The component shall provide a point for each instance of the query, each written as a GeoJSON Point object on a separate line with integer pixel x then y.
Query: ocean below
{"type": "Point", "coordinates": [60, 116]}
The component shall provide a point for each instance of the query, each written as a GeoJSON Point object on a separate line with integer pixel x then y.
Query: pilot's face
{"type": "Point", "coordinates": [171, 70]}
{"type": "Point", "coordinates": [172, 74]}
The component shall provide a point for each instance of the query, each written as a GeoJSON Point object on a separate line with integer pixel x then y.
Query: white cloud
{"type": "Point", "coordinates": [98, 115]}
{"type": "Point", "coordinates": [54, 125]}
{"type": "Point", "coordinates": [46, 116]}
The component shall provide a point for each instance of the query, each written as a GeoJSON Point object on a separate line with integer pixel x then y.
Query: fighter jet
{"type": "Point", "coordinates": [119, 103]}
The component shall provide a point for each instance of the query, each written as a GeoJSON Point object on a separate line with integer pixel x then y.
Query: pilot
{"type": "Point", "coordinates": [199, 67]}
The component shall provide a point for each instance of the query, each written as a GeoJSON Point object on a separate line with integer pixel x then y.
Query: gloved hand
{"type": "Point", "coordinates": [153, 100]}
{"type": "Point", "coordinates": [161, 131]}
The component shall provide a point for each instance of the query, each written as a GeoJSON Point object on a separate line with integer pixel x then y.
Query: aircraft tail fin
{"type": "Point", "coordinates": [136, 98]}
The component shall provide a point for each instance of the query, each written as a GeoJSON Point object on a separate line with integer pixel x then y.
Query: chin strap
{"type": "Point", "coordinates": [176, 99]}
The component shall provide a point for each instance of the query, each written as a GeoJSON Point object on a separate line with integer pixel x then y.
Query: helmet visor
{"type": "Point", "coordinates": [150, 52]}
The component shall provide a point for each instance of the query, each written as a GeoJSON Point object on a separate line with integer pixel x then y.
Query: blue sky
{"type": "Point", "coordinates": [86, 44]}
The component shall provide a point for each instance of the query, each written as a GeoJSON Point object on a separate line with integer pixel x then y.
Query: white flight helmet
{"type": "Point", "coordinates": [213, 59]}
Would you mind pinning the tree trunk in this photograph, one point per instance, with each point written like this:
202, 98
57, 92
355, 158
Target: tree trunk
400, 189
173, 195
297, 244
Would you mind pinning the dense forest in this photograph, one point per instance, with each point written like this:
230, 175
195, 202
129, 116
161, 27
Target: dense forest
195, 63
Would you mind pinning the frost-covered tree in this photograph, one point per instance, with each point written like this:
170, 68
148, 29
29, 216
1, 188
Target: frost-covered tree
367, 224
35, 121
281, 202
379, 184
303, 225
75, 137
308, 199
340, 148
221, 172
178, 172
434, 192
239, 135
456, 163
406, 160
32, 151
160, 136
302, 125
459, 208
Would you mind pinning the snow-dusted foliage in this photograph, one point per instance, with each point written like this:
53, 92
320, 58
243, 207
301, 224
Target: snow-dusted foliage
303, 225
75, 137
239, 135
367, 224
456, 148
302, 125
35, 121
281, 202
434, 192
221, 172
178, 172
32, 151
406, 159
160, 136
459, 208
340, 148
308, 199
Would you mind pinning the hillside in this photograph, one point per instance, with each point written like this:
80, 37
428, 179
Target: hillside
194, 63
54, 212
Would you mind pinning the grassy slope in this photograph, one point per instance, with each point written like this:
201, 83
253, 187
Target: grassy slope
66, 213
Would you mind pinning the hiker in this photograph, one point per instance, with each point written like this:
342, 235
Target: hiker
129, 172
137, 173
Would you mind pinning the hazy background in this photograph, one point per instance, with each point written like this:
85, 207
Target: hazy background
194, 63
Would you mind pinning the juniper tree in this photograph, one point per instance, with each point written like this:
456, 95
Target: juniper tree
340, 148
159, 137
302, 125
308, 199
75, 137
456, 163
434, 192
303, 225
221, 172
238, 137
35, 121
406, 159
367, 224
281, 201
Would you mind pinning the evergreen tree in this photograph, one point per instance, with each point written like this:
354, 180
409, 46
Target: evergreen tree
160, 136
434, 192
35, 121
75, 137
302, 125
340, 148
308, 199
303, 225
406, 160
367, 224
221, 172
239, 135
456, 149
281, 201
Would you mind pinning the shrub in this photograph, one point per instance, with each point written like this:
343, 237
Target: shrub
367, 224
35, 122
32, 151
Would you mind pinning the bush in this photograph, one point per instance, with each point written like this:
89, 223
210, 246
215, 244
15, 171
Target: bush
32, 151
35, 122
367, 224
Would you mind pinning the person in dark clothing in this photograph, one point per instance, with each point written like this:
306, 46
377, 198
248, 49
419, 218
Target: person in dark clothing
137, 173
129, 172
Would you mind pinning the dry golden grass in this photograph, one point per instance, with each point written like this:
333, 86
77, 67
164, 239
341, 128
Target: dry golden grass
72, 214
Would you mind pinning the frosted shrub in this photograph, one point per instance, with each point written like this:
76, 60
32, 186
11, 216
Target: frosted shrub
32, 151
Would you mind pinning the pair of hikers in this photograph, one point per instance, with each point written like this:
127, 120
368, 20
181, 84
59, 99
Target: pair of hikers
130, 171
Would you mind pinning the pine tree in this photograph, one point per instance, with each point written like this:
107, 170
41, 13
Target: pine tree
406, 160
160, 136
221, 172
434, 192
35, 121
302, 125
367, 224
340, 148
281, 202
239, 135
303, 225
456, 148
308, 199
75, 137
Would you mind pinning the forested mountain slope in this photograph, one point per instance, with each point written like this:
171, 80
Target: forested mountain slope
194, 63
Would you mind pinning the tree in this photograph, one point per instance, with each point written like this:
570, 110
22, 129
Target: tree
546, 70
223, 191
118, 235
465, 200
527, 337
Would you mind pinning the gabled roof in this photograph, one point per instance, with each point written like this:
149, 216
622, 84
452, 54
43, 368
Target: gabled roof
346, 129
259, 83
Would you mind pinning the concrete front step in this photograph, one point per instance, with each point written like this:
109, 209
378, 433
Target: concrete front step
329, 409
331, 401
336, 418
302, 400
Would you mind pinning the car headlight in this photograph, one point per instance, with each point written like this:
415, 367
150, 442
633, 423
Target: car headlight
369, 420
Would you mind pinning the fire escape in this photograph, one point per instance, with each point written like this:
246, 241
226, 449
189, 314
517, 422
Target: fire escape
###
Every record shown above should be set down again exactly.

| Response area |
The component shall provide a point for each instance of the query, each written as a GeoJSON Point object on a separate line with integer pixel x then y.
Query: ocean below
{"type": "Point", "coordinates": [60, 116]}
The component shall provide a point for each instance of the query, each written as a GeoJSON Point object on a separate line with integer pixel x then y.
Query: pilot's face
{"type": "Point", "coordinates": [171, 70]}
{"type": "Point", "coordinates": [172, 74]}
The component shall provide a point for each instance of the query, each written as a GeoJSON Point object on a separate line with integer pixel x then y.
Query: white cloud
{"type": "Point", "coordinates": [98, 115]}
{"type": "Point", "coordinates": [54, 125]}
{"type": "Point", "coordinates": [46, 116]}
The component shall provide a point for each instance of the query, each written as a GeoJSON Point object on a separate line with integer pixel x then y.
Query: fighter jet
{"type": "Point", "coordinates": [119, 103]}
The component shall provide a point for each instance of the query, each written as a GeoJSON Point object on a separate line with integer pixel x then y.
Query: pilot
{"type": "Point", "coordinates": [199, 67]}
The component shall provide a point for each instance of the query, each written as a GeoJSON Point object on a separate line with integer pixel x then y.
Query: gloved hand
{"type": "Point", "coordinates": [153, 100]}
{"type": "Point", "coordinates": [161, 131]}
The component shall provide a point for each instance of the query, each written as a GeoJSON Point object on a separate line with integer pixel x then y.
Query: aircraft tail fin
{"type": "Point", "coordinates": [136, 98]}
The component shall provide a point for each instance of the query, each written as a GeoJSON Point object on a separate line with integer pixel x then y.
Query: chin strap
{"type": "Point", "coordinates": [176, 99]}
The component shall provide a point for each instance of the query, each written as a GeoJSON Point object on a separate line with integer pixel x then y.
Query: helmet visor
{"type": "Point", "coordinates": [150, 52]}
The component shall provide a point for each instance of the query, each written as a GeoJSON Point object on a separate line with integer pixel x then y.
Query: blue sky
{"type": "Point", "coordinates": [86, 44]}
The component shall provide a point for each instance of the query, each written as a GeoJSON Point object on a separate line with integer pixel x then y.
Query: white flight helmet
{"type": "Point", "coordinates": [213, 59]}
Would you mind pinning the tree trunk in this photograph, one point per instance, with each point written like this:
202, 98
57, 92
355, 158
Target: tree trunk
400, 189
173, 195
297, 244
Would you mind pinning the dense forest in this photograph, one point per instance, with each point written like this:
230, 175
195, 202
129, 116
161, 27
Target: dense forest
195, 63
Would you mind pinning the frost-covered tree in this photograph, one point per instance, with each point written like this:
170, 68
148, 29
29, 216
1, 188
Target: frost-covered tree
367, 224
35, 121
281, 202
379, 184
303, 225
75, 137
308, 199
340, 148
221, 172
178, 172
434, 192
239, 135
456, 163
406, 160
32, 151
160, 136
302, 125
459, 208
Would you mind pinning the snow-dusted foliage in this photograph, one point per instance, with each point written like this:
53, 92
320, 58
243, 207
301, 224
Target: snow-dusted foliage
303, 225
75, 137
239, 135
367, 224
456, 148
302, 125
35, 121
281, 202
434, 192
221, 172
178, 172
32, 151
406, 159
160, 136
459, 208
340, 148
308, 199
Would you mind pinning the hillside in this photograph, one point per instance, with each point written like this:
80, 37
428, 179
Target: hillside
194, 63
54, 212
Would you mind pinning the grassy slope in this photograph, one point per instance, with each point written like this:
201, 83
253, 187
Target: grassy slope
66, 213
Would you mind pinning the hiker in this photograph, one point per instance, with each point written like this:
342, 235
Target: hiker
129, 172
137, 173
Would you mind pinning the hazy background in this photograph, one point per instance, with each point written like this:
85, 207
Target: hazy background
194, 63
Would you mind pinning the juniper tree in this photograph, one point per instance, with each point written like this:
456, 95
Target: juniper tree
340, 148
159, 137
302, 125
308, 199
75, 137
456, 163
434, 192
303, 225
221, 172
238, 137
35, 121
406, 159
367, 224
281, 201
Would you mind pinning the evergreen tree in this photograph, one point per instance, with each point written like this:
354, 180
409, 46
Target: evergreen tree
160, 136
434, 192
35, 121
75, 137
302, 125
340, 148
308, 199
303, 225
406, 160
367, 224
221, 172
239, 135
456, 149
281, 201
Would you mind pinning the shrub in this photograph, one point per instance, with each point written like this:
343, 237
Target: shrub
367, 224
35, 122
32, 151
Would you mind pinning the bush in this photograph, one point per instance, with each point written like this:
89, 223
210, 246
215, 244
15, 171
Target: bush
32, 151
35, 122
367, 224
Would you mind pinning the person in dark clothing in this photograph, one point per instance, with each point written like this:
306, 46
377, 198
248, 49
419, 218
Target: person in dark clothing
137, 173
129, 172
Would you mind pinning the dry golden grass in this photograph, one point per instance, with each point written like this:
333, 86
77, 67
164, 239
341, 128
Target: dry golden grass
72, 214
Would you mind pinning the frosted shrub in this photograph, one point per instance, with each point written like this:
76, 60
32, 186
11, 216
Target: frosted shrub
32, 151
Would you mind pinning the pair of hikers in this photograph, one point per instance, with each point written like this:
127, 120
368, 20
181, 84
59, 99
Target: pair of hikers
130, 171
Would you mind pinning the pine tree in this photograph, one point per instance, with each point written like this:
107, 170
41, 13
Target: pine tree
406, 160
160, 136
221, 172
434, 192
35, 121
302, 125
367, 224
340, 148
281, 202
239, 135
303, 225
456, 148
308, 199
75, 137
Would you mind pinning the forested mountain slope in this photograph, one point per instance, with each point written like this:
171, 80
Target: forested mountain slope
194, 63
Would you mind pinning the tree in this photograph, one point per instance, with each point written like this:
570, 110
22, 129
Target: tree
546, 70
223, 191
118, 235
465, 200
527, 337
Would you mind pinning the gabled roof in this photograph, one point per instance, with each point written like this:
149, 216
622, 84
452, 54
43, 368
Target: gabled roof
346, 129
259, 83
Would you mind pinning the concrete front step in this photograph, one point per instance, with each point written like this:
109, 209
378, 433
Target: concrete front step
329, 409
331, 401
336, 418
302, 400
Would you mind pinning the car headlight in this photograph, one point per instance, with each point written like this:
415, 367
150, 442
633, 423
Target: car headlight
369, 420
Would you mind pinning the fire escape in this photograph, one point per instance, with each point written like this:
246, 241
226, 449
189, 314
517, 422
Target: fire escape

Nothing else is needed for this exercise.